## Do this
Find every row below that contains the word "thin" and copy each of those rows in full.

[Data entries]
++++++++++++++++++++

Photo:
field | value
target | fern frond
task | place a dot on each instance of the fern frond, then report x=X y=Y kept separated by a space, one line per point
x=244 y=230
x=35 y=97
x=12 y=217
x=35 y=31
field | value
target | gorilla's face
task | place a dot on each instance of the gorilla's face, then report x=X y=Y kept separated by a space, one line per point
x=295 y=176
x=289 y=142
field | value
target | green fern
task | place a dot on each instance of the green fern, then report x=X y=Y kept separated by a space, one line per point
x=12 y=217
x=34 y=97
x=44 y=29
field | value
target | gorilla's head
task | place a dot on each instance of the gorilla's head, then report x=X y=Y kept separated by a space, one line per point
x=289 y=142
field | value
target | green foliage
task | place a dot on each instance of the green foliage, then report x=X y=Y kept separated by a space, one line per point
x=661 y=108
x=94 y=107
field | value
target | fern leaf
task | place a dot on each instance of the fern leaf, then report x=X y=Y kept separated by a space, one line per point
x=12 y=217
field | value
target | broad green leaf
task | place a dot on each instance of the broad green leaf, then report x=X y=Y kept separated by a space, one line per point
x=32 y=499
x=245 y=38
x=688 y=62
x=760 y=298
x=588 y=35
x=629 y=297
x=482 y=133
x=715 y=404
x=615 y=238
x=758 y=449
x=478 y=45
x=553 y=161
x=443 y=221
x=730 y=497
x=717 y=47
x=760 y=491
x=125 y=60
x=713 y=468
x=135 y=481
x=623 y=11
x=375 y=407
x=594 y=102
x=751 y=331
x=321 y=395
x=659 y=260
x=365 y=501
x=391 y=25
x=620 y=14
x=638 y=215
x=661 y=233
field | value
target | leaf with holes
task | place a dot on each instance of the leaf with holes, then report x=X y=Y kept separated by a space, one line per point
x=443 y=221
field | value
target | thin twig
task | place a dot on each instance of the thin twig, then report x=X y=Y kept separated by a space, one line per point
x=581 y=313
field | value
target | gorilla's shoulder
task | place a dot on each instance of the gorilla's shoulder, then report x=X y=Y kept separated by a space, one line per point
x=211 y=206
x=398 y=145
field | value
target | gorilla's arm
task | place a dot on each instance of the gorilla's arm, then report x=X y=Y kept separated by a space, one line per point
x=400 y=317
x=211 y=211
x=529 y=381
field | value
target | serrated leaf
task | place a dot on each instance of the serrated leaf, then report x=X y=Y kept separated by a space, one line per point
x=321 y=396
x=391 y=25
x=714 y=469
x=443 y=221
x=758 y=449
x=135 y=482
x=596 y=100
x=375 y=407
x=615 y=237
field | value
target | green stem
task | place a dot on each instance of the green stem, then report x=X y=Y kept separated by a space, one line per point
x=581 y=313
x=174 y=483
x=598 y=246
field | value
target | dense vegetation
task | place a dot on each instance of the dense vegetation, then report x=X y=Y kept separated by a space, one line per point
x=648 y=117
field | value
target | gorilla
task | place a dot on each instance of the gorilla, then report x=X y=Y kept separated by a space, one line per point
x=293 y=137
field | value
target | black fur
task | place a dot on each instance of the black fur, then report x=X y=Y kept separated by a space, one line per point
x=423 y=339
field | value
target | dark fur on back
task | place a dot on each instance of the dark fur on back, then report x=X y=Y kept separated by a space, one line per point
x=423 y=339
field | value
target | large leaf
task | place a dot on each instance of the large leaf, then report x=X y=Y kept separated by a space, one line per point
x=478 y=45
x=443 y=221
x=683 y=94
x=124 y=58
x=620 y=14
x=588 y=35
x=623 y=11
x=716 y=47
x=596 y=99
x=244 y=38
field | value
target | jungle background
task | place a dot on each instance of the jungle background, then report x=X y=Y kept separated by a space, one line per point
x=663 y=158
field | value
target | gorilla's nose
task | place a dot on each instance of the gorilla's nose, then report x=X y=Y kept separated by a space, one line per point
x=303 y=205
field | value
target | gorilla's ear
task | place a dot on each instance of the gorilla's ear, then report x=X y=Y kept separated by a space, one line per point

++++++++++++++++++++

## Output of the task
target | thin twig
task | place a dot on each instance of the thin twig, then report x=X y=Y kept separated by a space, one line per point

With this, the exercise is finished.